Data items
+ + +

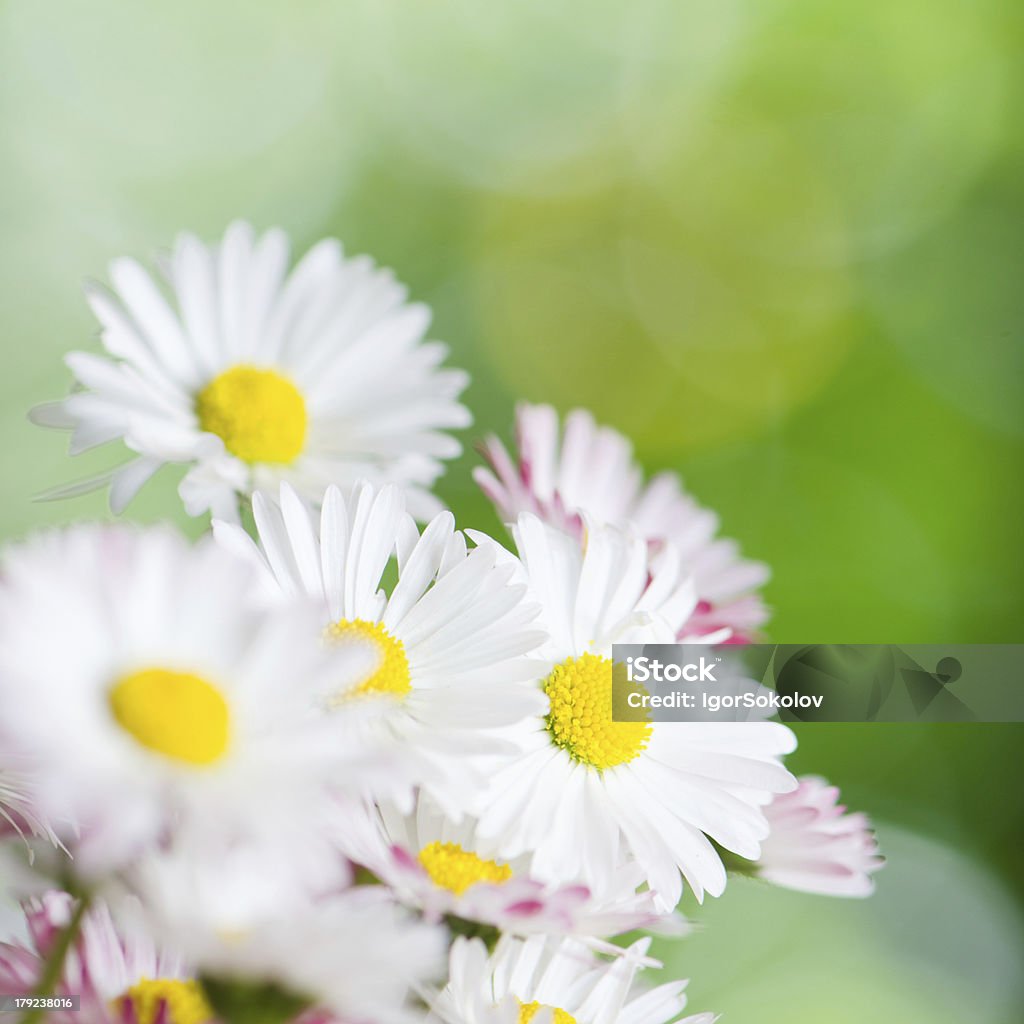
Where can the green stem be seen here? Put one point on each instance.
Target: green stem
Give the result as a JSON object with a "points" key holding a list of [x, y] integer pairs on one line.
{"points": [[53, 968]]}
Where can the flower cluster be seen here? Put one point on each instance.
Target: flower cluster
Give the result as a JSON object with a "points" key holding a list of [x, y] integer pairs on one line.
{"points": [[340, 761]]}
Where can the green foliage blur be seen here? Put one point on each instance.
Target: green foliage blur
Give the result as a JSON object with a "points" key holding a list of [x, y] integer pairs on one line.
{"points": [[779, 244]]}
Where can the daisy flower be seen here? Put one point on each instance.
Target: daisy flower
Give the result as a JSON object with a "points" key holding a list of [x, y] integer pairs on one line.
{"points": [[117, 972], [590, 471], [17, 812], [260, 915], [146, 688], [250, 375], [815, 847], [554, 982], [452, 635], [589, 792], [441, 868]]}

+ + +

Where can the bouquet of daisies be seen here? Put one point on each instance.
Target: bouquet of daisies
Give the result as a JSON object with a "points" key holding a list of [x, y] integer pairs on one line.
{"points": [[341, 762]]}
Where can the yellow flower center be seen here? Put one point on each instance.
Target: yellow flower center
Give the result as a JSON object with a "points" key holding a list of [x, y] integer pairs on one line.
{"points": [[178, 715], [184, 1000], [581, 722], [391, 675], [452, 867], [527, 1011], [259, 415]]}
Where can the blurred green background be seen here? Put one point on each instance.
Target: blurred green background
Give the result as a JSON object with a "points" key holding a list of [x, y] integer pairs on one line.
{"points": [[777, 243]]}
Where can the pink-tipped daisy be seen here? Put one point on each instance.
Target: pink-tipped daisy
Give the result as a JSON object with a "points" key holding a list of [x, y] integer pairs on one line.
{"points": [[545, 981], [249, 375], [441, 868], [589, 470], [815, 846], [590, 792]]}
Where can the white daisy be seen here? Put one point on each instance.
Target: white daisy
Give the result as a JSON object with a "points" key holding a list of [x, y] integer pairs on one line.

+ + +

### Description of the task
Copy each line above that contains the string "tipped".

### Worked solution
Where can the pink-tipped daisy be seen here? Put one point on each instance.
Target: pink-tipped daisy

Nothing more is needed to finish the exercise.